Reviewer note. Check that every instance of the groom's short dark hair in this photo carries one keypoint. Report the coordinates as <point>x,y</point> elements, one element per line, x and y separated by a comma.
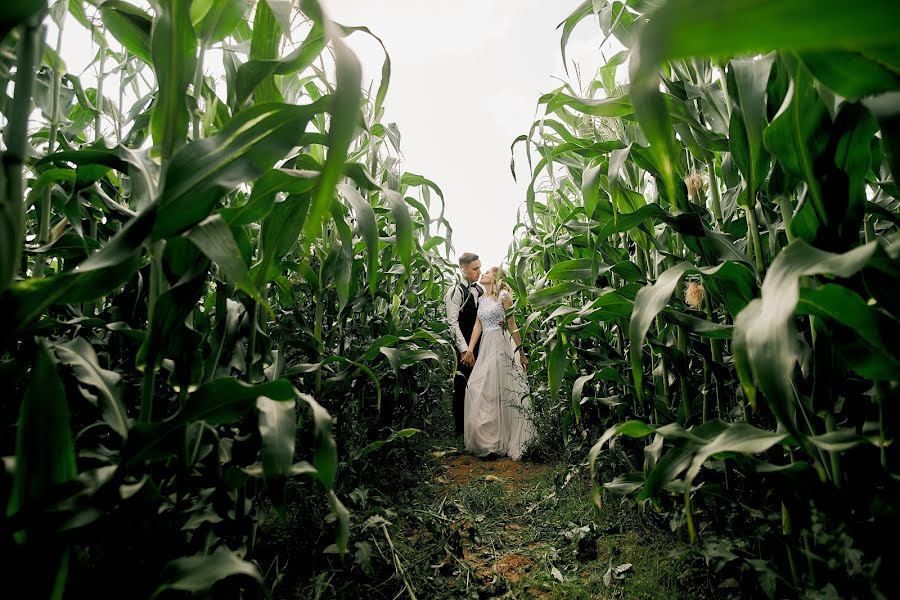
<point>467,258</point>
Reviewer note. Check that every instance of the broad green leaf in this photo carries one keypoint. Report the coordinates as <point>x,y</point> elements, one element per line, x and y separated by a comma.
<point>326,457</point>
<point>199,573</point>
<point>403,228</point>
<point>858,73</point>
<point>584,10</point>
<point>685,28</point>
<point>553,293</point>
<point>218,402</point>
<point>879,332</point>
<point>652,299</point>
<point>747,81</point>
<point>568,270</point>
<point>213,237</point>
<point>278,431</point>
<point>368,229</point>
<point>100,386</point>
<point>280,232</point>
<point>737,437</point>
<point>130,25</point>
<point>764,345</point>
<point>403,433</point>
<point>173,46</point>
<point>344,111</point>
<point>202,171</point>
<point>45,450</point>
<point>102,272</point>
<point>796,136</point>
<point>214,20</point>
<point>556,362</point>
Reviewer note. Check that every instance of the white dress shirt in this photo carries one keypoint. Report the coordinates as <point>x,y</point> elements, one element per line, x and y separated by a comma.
<point>454,301</point>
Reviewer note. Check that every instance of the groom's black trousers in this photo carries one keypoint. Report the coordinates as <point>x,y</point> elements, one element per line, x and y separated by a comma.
<point>460,380</point>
━━━━
■ **WHAT THE TASK REQUIRES**
Everything in the records above is to be copied exactly, except the pictures.

■ **EXERCISE RESPONSE**
Reviewer note. Check that every instance of the groom's short dark hair in this photo carries one keypoint. Report the coordinates as <point>x,y</point> elements, one element per line, x and y separated by a comma.
<point>467,258</point>
Reviewer note. Check that every instance of the broad green leaf in this photo carries one keypoint. Report the coordinates as <point>x,y</point> elements, one element per line, x and y separated by a comma.
<point>326,457</point>
<point>199,573</point>
<point>403,228</point>
<point>858,73</point>
<point>584,10</point>
<point>685,28</point>
<point>553,293</point>
<point>218,402</point>
<point>879,332</point>
<point>652,299</point>
<point>747,81</point>
<point>568,270</point>
<point>213,237</point>
<point>278,431</point>
<point>368,229</point>
<point>100,386</point>
<point>280,232</point>
<point>737,437</point>
<point>130,25</point>
<point>764,345</point>
<point>403,433</point>
<point>173,46</point>
<point>344,111</point>
<point>202,171</point>
<point>45,450</point>
<point>102,272</point>
<point>796,136</point>
<point>214,20</point>
<point>556,362</point>
Reviewer note. Check that every instance of the white dress shirt in this photo carries one keypoint. Report the coordinates as <point>x,y</point> elements, one element per line, x and y separated by a comma.
<point>454,301</point>
Reviewer note. Check that every instance of the groom's black trousers in this photo carries one keypoint. Report the coordinates as <point>x,y</point> elements, one element per line, x and y separated by a comma.
<point>460,380</point>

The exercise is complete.